TEXT SHOWN:

The notice to nonresident defendants prescribed by our chancery act (Laws 1902, p. 514, §§ 12, 13) is plainly intended to be a notice which shall apprise the defendant, not only that he is sued, but also of the nature of the suit, and such notice necessarily involves a disclosure of the res toward which the suit is directed. The statute (section 13) makes it the duty of the Chancellor to prescribe the exact form and scope of the notice by rule of court, and in the discharge of this duty the Chancellor has ordained that such notice shall state "the object of the suit and why the persons to whom it Li. e., the notice] is addressed are made defendants." Rule 58. If the Colorado statute above referred to had, consistently with the Constitution of the state, prescribed an action in which the plaintiff not only set forth his money claim against the defendant, but also described property of the defendant situate in the state of Colorado and within the jurisdiction of the court, and prayed, not only for the establishment of the money claim against the defendant, but the application of the property described to the payment of such claim, it seems to me that a plain instance would be presented of an action quasi in rem. It is plain that no notice to the defendant of such an action quasi in rem would be reasonable which did not distinctly disclose the res, and its relation to the defendant and to the demand of the plaintiff. The origin of the jurisdiction of our courts in actions quasi in rem is to be found in the power of the sovereign state to exercise control over all objects to which that power can be directly applied. The state must control all property within its territorial limits. Parties interested in that property, and residing within the state, or voluntarily coming into the state, in order to have their rights in respect of the property in question enforced or protected, have a right to be heard in the courts of the state, and the utmost that can be demanded on the part of nonresident defendants is that they shall be fairly notified of the action so as to have an ample opportunity to appear and be heard therein. When these conditions exist, the rights of all parties interested in the res are determined by due process of law.

PROVIDED ENTRIES:
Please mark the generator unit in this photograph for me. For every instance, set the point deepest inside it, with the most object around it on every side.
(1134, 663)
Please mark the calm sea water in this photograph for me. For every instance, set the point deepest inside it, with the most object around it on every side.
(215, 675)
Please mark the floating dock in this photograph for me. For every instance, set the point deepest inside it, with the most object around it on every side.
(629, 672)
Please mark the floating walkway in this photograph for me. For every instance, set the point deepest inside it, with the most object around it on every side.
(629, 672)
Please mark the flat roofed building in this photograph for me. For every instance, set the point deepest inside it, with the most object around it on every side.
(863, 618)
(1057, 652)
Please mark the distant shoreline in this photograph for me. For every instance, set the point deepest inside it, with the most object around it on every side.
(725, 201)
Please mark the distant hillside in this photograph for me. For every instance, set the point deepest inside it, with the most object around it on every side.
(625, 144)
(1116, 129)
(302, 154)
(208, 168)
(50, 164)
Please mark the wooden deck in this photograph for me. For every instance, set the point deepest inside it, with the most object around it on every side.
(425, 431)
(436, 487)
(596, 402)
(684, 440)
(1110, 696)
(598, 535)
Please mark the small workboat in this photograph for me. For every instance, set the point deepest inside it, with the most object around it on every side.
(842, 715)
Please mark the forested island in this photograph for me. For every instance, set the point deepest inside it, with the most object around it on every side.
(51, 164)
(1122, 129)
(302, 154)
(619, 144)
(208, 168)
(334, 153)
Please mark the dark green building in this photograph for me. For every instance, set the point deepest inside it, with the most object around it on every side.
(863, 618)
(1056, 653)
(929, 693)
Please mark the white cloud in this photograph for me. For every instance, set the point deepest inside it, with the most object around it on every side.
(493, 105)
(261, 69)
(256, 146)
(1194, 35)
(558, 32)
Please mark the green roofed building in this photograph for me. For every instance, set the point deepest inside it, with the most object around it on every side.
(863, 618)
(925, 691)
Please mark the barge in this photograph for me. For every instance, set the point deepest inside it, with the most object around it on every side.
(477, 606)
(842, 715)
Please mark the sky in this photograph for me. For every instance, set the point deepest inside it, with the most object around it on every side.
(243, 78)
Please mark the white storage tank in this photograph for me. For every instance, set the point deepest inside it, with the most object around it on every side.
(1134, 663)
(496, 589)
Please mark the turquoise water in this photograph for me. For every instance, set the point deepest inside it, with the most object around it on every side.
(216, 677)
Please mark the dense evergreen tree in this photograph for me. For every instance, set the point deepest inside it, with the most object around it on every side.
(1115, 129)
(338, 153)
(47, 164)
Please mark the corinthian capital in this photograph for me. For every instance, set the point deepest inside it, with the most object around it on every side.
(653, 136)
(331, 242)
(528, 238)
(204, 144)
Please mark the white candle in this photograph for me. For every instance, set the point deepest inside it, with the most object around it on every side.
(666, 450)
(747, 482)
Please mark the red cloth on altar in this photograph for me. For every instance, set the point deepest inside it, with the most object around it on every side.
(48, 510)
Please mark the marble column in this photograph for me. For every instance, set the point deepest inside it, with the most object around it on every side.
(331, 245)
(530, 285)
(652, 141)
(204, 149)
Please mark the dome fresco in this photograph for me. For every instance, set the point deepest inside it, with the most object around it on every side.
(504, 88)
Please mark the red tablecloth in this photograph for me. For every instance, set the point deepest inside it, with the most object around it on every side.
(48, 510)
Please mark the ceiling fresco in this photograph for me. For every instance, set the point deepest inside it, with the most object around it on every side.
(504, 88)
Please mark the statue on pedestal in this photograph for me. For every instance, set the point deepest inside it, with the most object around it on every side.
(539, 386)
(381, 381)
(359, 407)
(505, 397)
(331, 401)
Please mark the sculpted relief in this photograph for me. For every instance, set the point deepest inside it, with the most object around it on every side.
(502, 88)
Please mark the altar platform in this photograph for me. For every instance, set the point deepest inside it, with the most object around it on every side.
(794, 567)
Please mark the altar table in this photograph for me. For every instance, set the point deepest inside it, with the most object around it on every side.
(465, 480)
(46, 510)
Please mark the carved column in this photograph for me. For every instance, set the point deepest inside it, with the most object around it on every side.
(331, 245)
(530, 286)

REQUESTS:
a – Say whether each statement agrees with the passage on notice to nonresident defendants, answering yes or no and quoting the deciding words: (i) The Chancellor sets the form and scope of the notice by rule of court. (ii) The notice need only tell the defendant that he is sued. (iii) The state must control all property within its territorial limits.
b – Present as a numbered list the lines of the records starting at the line that contains "Please mark the red tablecloth" and continuing through the last line of the records, with blank lines left out.
The passage and the records are unrelated to each other.

PER-TASK OUTPUTS:
a –
(i) Yes: "makes it the duty of the Chancellor to prescribe the exact form and scope of the notice by rule of court"
(ii) No: "not only that he is sued, but also of the nature of the suit"
(iii) Yes: "The state must control all property within its territorial limits."

b –
1. Please mark the red tablecloth in this photograph for me. For every instance, set the point deepest inside it, with the most object around it on every side.
2. (48, 510)
3. Please mark the ceiling fresco in this photograph for me. For every instance, set the point deepest inside it, with the most object around it on every side.
4. (504, 88)
5. Please mark the statue on pedestal in this photograph for me. For every instance, set the point deepest inside it, with the most object around it on every side.
6. (539, 386)
7. (381, 381)
8. (359, 407)
9. (505, 397)
10. (331, 401)
11. Please mark the sculpted relief in this photograph for me. For every instance, set the point deepest inside it, with the most object around it on every side.
12. (502, 88)
13. Please mark the altar platform in this photograph for me. For every instance, set the point deepest inside it, with the most object around it on every side.
14. (794, 567)
15. Please mark the altar table in this photograph for me. For every instance, set the point deepest inside it, with the most object around it on every side.
16. (465, 480)
17. (46, 510)
18. Please mark the carved column in this photograph for me. For every instance, set the point deepest inside it, with the most object around it on every side.
19. (331, 245)
20. (530, 286)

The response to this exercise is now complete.